PROVIDED INFORMATION:
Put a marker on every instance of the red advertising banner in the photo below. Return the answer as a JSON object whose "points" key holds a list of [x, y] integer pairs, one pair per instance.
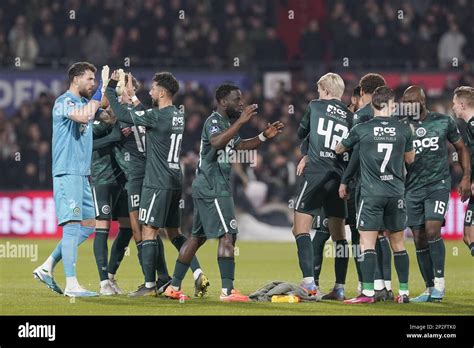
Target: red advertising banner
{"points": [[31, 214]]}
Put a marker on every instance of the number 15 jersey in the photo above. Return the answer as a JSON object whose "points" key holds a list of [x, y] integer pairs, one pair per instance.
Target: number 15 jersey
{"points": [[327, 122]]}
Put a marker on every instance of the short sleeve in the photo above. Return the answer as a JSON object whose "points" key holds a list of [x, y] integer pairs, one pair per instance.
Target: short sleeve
==
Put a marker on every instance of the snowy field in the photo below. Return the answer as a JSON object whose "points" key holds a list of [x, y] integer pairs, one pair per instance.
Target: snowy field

YOUR OBJECTIVE: In the data above, start at the line holding "Put a marker on every instance of the red" and stop after the line holding "Target: short sleeve"; write out those lines exactly, without pictures.

WRITTEN RESPONSE:
Put a marker on every instance of the red advertising banner in the photo below. Return the answer as a JSON object whose "points" key holds a list of [x, y] integer pairs, one pair per instance.
Target: red advertising banner
{"points": [[31, 214]]}
Put a marker on every instance of the number 15 jersey in the photo above. Return the answer as a JSON object whose "points" key holds a list of [x, y] integer pairs, one pair per instance.
Target: number 15 jersey
{"points": [[327, 122]]}
Put a marker on every instance of the short sleeve in the photo above. Return the answer as a JSON object whose "points" key holds a list of [x, y] integer pairs, one pair per instance.
Target: short sleeve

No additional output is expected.